[Exercise description]:
All lines from the opening of the data to the line containing "box: [173, 56, 450, 91]" must be returned unchanged, and only those lines.

[Record set]:
# # # # #

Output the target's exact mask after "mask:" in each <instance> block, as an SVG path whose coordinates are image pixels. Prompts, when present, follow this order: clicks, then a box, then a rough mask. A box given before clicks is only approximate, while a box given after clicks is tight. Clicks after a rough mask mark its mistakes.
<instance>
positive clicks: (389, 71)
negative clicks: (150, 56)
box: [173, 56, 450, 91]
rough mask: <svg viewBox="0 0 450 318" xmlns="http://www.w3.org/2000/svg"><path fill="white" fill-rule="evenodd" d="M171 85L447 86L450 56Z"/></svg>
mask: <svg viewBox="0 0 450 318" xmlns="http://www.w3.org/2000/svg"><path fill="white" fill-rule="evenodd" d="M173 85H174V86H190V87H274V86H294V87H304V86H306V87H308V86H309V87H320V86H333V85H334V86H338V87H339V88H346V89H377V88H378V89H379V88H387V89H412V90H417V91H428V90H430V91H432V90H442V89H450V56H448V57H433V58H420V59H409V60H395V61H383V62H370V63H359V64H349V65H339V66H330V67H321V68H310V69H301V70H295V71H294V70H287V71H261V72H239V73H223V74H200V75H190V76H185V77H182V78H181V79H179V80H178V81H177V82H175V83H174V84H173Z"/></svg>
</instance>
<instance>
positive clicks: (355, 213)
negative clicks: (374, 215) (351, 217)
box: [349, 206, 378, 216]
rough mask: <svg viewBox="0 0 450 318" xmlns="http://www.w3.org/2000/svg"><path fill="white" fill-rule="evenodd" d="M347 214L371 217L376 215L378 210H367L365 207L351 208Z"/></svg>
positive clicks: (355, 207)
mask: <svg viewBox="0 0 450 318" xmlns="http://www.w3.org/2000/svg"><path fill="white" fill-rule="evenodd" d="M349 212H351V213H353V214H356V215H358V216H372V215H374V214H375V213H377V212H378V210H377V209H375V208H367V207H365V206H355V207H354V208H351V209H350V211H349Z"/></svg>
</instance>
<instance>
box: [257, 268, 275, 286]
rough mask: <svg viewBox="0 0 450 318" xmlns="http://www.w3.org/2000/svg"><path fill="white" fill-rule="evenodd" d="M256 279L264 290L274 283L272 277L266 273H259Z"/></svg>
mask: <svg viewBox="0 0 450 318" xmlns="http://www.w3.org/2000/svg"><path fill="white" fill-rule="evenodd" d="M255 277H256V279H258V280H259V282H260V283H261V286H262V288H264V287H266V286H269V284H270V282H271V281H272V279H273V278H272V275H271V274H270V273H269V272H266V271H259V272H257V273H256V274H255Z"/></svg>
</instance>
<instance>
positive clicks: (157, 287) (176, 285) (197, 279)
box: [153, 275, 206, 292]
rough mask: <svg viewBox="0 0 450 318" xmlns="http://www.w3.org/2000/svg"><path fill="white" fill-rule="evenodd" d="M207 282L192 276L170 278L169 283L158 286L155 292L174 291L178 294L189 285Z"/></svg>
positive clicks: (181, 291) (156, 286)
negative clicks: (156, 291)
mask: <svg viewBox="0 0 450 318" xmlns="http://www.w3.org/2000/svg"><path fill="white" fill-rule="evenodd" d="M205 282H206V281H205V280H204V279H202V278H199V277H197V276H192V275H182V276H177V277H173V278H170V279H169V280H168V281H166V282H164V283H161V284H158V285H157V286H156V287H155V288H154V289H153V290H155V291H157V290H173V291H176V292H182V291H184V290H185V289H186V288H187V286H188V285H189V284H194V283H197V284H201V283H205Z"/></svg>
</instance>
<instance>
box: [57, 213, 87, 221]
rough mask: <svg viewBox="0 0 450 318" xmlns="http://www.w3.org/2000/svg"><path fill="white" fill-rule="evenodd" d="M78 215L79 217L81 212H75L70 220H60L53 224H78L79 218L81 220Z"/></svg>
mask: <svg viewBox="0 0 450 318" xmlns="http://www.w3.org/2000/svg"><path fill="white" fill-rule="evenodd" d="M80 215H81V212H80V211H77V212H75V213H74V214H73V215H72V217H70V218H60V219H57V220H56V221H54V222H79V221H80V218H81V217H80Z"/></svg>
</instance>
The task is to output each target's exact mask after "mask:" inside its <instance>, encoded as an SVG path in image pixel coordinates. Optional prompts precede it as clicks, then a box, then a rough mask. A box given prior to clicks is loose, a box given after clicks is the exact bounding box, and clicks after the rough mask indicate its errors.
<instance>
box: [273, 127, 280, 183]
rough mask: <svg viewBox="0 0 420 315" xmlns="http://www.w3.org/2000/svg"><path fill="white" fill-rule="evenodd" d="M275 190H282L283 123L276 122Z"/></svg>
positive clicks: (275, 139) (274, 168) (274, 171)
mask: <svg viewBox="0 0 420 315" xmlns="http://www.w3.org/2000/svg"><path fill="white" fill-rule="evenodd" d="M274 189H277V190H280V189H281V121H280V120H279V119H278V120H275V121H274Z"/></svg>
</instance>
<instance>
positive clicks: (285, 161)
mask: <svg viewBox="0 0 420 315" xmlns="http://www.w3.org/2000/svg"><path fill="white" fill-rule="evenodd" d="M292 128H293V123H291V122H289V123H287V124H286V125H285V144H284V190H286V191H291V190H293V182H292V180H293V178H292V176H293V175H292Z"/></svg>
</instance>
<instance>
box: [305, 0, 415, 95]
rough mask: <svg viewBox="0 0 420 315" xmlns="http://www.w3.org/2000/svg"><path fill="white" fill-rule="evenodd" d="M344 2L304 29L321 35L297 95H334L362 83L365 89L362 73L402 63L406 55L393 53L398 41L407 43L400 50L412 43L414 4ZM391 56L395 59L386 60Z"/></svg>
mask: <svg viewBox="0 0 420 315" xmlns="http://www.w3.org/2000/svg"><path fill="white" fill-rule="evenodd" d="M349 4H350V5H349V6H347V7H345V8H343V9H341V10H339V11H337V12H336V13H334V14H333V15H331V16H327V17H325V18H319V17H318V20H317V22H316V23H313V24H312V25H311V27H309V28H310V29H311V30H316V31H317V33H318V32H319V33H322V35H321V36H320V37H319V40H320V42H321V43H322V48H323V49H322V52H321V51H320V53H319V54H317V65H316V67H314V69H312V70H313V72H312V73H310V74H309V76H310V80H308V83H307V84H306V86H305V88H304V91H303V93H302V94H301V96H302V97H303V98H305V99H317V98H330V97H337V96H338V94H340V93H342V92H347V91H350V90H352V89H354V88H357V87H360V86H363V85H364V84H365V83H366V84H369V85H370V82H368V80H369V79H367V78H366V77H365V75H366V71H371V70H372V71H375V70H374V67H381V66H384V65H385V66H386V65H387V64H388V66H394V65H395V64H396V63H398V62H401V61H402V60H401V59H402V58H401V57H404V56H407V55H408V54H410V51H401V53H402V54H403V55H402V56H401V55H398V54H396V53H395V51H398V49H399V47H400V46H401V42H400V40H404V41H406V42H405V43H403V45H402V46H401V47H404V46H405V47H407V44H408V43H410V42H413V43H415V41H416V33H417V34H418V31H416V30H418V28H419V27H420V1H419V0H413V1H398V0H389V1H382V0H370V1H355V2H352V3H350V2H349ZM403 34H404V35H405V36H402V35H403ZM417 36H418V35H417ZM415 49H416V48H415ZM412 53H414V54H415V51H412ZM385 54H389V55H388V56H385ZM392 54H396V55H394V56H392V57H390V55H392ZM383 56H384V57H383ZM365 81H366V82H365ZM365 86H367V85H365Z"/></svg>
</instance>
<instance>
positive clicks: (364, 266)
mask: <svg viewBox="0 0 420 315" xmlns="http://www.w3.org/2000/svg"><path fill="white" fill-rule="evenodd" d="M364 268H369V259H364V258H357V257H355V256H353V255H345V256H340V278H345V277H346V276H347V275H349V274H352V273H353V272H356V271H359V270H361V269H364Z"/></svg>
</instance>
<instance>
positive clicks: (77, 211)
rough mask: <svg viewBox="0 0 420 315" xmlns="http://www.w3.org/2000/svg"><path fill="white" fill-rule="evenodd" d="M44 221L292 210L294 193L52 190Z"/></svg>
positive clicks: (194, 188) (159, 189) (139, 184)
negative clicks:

# # # # #

[Your solution]:
Output the target's exact mask after "mask:" in each <instance> block, as an SVG path whose coordinates are image pixels. Prompts, when present, follow this order: clicks, then a box, then a rough mask. A box given before clicks is only approximate, while a box given after clicks is tight. Clicks after a rough mask mark its mistakes.
<instance>
positive clicks: (389, 71)
negative clicks: (150, 56)
box: [173, 56, 450, 91]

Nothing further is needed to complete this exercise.